───── Task material

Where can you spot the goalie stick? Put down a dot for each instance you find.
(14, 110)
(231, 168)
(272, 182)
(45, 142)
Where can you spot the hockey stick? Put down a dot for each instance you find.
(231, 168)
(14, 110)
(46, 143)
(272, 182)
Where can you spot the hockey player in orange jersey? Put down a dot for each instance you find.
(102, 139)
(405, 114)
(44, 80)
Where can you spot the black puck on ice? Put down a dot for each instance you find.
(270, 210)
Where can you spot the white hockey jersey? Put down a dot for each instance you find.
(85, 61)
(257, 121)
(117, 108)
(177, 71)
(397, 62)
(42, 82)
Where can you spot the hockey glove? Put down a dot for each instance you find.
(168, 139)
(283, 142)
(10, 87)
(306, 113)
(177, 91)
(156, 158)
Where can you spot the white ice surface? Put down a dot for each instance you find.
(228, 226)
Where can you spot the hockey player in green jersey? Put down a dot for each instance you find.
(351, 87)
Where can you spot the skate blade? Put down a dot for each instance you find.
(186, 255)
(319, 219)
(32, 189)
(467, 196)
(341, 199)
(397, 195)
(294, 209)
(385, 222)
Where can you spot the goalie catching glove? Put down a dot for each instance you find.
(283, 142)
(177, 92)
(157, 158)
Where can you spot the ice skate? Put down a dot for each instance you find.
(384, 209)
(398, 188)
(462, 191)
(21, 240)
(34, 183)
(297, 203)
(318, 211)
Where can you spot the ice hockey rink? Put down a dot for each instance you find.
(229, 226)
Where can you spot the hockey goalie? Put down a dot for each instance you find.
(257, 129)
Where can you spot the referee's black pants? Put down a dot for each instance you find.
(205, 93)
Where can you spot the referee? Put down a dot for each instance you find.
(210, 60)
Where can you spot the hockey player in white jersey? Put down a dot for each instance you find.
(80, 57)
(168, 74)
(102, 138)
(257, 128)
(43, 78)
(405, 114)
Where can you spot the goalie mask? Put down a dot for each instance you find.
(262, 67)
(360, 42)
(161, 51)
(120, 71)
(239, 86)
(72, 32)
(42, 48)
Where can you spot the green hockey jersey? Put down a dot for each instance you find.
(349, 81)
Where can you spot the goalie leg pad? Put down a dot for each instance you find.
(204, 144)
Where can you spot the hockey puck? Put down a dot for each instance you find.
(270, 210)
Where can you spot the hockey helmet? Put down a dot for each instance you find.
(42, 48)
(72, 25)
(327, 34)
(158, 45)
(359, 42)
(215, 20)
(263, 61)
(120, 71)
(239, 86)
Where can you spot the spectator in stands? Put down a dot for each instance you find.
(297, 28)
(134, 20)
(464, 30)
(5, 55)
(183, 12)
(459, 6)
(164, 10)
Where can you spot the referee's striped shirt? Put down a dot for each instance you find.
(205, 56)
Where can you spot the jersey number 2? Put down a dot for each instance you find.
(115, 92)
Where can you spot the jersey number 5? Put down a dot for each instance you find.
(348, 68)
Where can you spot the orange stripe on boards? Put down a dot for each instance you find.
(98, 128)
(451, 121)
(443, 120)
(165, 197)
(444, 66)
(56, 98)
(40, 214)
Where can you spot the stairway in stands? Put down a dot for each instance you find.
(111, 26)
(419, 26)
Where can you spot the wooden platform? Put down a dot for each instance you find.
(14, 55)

──────────

▶ [Problem description]
Each line above must be retyped exactly.

▶ [Result of this exercise]
Where can you spot the goalie stick? Put down a dot for each instance you find.
(14, 110)
(231, 168)
(272, 182)
(45, 142)
Where can you spot the hockey stick? Put down a dot for each instance you find.
(231, 168)
(14, 110)
(46, 143)
(272, 182)
Where can you spot the hockey player in orange jersey? Put down a dot for each instance you find.
(102, 139)
(405, 114)
(44, 80)
Where can you spot the black puck on ice? Put down a dot for each instance you find.
(270, 210)
Where can you spot the white hockey jersey? Put down a dot for each instance you find.
(85, 61)
(257, 121)
(117, 108)
(177, 71)
(397, 62)
(42, 82)
Where can you spot the hockey glove? Put down a dot for each instance you find.
(168, 139)
(283, 142)
(10, 87)
(306, 113)
(177, 91)
(156, 158)
Where can you spot the white ice surface? Put down a dot for each instance you find.
(228, 226)
Where can you spot the hockey player in green jersey? Put down a dot for each instance you find.
(351, 87)
Where can you spot the skate blade? Put down a dot for each instance you find.
(186, 255)
(319, 219)
(32, 189)
(467, 196)
(341, 199)
(397, 195)
(294, 209)
(385, 222)
Where can you spot the goalie catching glove? Put down a dot for each instance you find.
(283, 142)
(177, 92)
(157, 158)
Where can you spot the ice skate? Put down a dot for each instance you find.
(384, 209)
(398, 188)
(462, 191)
(21, 240)
(34, 183)
(297, 203)
(318, 211)
Where can you spot the ice hockey rink? Put down a dot for each instance you find.
(229, 226)
Where can you spot the hockey goalie? Put down a dot for each instance you find.
(257, 129)
Where can you spot the referee's black pants? Put down a dot for each instance you find.
(205, 93)
Where can you spot the referee? Put down a dot for each instance you find.
(210, 60)
Where can you spot the hockey player in white jersey? Put down a dot for each instance you find.
(80, 57)
(168, 74)
(102, 138)
(257, 128)
(43, 78)
(405, 114)
Where can you spot the goalie mask? Put down a dot for each instance you find.
(262, 67)
(360, 42)
(161, 51)
(120, 71)
(239, 86)
(72, 32)
(42, 48)
Where can you spot the green hockey jersey? Put down a dot for each instance you find.
(349, 81)
Where can you spot the goalie leg pad? Put down a dot for each instance you find.
(204, 144)
Where can you spot the hockey puck? Put down a dot for each instance you find.
(270, 210)
Where can you spot the hockey helmet? Put down a dot for each instance you find.
(42, 48)
(72, 25)
(327, 34)
(158, 45)
(359, 42)
(215, 20)
(263, 61)
(120, 71)
(239, 86)
Where can you spot the spectator in stands? Put down a dot for each instance you find.
(297, 28)
(134, 20)
(464, 30)
(5, 55)
(183, 12)
(459, 6)
(164, 10)
Where can you spot the referee's striped shirt? Put down a dot for each instance you find.
(205, 56)
Where can you spot the jersey number 2? Put down a dot for each instance you find.
(115, 92)
Where can you spot the jersey number 5? Put down a dot for each instance you find.
(348, 68)
Where can you spot the orange stripe on boards? Put down a dot for each instance you find.
(98, 128)
(451, 121)
(443, 120)
(165, 197)
(444, 66)
(56, 98)
(40, 214)
Where can you spot the stairway in stands? Put down a dot for each instance you find.
(111, 26)
(419, 26)
Where can you spot the wooden platform? Put down a dot for each instance you find.
(14, 55)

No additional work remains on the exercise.